[Pointing dataset records]
+ + + + +
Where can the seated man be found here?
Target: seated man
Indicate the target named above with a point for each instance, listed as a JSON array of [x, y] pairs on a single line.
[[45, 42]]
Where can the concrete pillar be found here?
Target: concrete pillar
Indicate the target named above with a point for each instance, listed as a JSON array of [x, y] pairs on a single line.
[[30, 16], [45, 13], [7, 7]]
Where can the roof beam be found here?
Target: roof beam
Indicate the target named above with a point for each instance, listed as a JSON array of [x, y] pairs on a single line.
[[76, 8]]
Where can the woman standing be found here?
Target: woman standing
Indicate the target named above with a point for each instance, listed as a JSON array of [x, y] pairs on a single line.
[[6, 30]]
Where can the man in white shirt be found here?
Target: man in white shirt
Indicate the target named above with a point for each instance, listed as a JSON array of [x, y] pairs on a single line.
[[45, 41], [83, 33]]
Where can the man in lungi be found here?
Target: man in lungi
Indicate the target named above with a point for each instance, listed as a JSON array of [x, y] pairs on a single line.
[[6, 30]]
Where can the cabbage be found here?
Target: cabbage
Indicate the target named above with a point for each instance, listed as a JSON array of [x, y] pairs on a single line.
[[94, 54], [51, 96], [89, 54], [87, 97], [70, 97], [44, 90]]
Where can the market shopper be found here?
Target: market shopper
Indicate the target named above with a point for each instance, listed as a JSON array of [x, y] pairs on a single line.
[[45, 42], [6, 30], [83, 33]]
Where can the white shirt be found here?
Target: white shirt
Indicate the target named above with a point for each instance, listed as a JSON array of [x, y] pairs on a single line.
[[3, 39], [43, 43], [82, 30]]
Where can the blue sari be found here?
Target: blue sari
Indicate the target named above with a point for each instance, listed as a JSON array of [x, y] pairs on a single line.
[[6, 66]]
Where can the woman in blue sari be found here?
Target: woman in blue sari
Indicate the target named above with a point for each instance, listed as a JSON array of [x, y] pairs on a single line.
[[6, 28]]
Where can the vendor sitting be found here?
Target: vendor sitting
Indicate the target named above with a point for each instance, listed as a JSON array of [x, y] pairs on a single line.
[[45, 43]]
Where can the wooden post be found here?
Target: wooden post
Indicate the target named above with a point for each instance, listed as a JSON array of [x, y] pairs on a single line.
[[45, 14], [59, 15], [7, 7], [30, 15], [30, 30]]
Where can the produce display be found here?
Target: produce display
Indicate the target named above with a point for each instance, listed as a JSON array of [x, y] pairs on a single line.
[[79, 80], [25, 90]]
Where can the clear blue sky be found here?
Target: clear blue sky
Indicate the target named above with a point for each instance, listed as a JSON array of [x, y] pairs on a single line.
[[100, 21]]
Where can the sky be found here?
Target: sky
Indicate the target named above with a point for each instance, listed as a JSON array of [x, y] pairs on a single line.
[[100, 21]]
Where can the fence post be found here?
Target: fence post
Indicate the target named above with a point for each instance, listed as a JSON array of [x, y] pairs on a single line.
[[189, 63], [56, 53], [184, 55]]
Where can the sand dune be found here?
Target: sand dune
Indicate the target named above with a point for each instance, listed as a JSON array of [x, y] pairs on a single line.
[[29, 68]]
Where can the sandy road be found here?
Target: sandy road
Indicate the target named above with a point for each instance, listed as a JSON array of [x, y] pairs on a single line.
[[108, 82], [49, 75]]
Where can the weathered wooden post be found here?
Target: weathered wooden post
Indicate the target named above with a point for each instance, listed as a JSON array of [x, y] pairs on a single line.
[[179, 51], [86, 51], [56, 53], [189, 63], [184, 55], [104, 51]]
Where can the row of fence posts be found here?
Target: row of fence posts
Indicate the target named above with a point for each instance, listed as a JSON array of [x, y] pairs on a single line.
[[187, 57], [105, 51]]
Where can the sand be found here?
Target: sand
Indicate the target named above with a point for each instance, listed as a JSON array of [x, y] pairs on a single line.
+ + + + +
**Requirement:**
Can you write out the entries above again, swapping "single line" for "one line" wherever it appears and leaving everything else unchanged?

**Task answer:**
Where can the seated man be found here?
Target: seated man
Indicate the target named above with a point for each instance, listed as a JSON array of [x, y] pairs on a one line.
[[45, 42]]
Where can the concrete pillar be found here?
Target: concrete pillar
Indicate the target named above with a point for each instance, listed as a JSON array of [x, y] pairs on a one line.
[[30, 16], [45, 13], [7, 7]]
Where can the roof beam be found here?
Target: roof beam
Indicate the target named above with a point for each instance, listed as a JSON array of [x, y] pairs on a one line.
[[76, 8]]
Where can the woman standing be found here?
Target: woman standing
Indicate the target named above with a point for each instance, listed as a JSON array of [x, y] pairs on a one line.
[[6, 30]]
Where can the man in white shirt be found here?
Target: man in white shirt
Indicate the target named above with a point for each instance, listed as a JSON array of [x, y] pairs on a one line.
[[45, 41], [83, 33]]
Where can the man in lungi be found here?
Target: man in lungi
Indicate the target named above with a point for each instance, listed as a JSON array of [x, y] pairs on a one line.
[[6, 30]]
Where can the cabbage be found here?
Target: cabbage
Indicate the target named above with a point for each instance, listed as a JSON array of [x, y] pairs on a one line.
[[94, 54], [51, 96], [89, 54], [87, 97], [70, 97], [44, 90]]
Where can the market shopper be found here?
Target: market shopper
Indicate the target named above with a point for each instance, listed as a JSON array of [x, y] pairs on a one line.
[[45, 42], [6, 30], [83, 33]]
Where can the white shirt be found here?
Target: white shirt
Indicate the target named above with a point for each instance, listed as a JSON array of [x, y] pairs on a one line.
[[3, 39], [43, 43], [82, 30]]
Where can the blue sari be found here?
Target: blue sari
Indicate the target named above with a point for each instance, listed as a JSON array of [x, y] pairs on a one line.
[[6, 66]]
Where can the woman in blue sari be found here?
Target: woman in blue sari
Indicate the target named above with a point for each instance, listed as a JSON array of [x, y] pairs on a one line.
[[6, 28]]
Where can the vendor sitting be found here?
Target: vendor sitting
Indicate the target named above with a point for each instance, listed as a JSON array of [x, y] pairs on a one line.
[[45, 43]]
Where can the wooden post be found here?
Target: wooden post
Indicate the target named above with a point for each instance, listed as a JSON array of [x, y] pairs on a one line.
[[45, 14], [59, 15], [7, 7], [30, 15], [30, 30]]
Where can the produce display be found here?
Target: produce display
Indicate the target named above with a point for each instance, listed as a JSON array of [x, y] pairs on a one line.
[[79, 80], [25, 90]]
Where can the clear blue sky be found here?
Target: clear blue sky
Indicate the target named above with a point for each instance, listed as a JSON array of [x, y] pairs on a one line.
[[100, 21]]
Where can the sky be found here?
Target: sky
Indicate the target named above with a point for each instance, listed as a JSON array of [x, y] pairs on a one line.
[[100, 21]]
Where can the fence post be found here?
Target: fence post
Indicate the target named above with a point for each instance, listed as a JSON array of [x, y] pairs on a one line.
[[189, 63], [56, 53], [184, 55]]
Where can the sand dune be found here?
Target: sand dune
Indicate the target named above with a point for each instance, listed as a JSON array of [x, y] pairs on a one line.
[[29, 68]]
Where can the sandy road be found here?
Target: sandy road
Indicate the target named above with a point for each instance, listed as a JSON array of [x, y] pairs on a one line.
[[108, 82], [49, 75]]
Where can the weathered wooden post be found here?
Target: weathered wooden post
Indicate the target named above with a point for each instance, listed as a JSON array of [x, y] pairs on a one line.
[[179, 51], [86, 51], [56, 53], [189, 63], [184, 55], [104, 51]]
Where can the row of fence posts be found here?
Target: row of fence posts
Indicate the target named above with a point for each instance, listed as a JSON array of [x, y] pairs on a one line.
[[187, 57], [105, 51]]
Where can the sand be found here?
Target: sand
Indicate the target named above with a point for each instance, listed as a JSON array of [x, y] pairs on a one line.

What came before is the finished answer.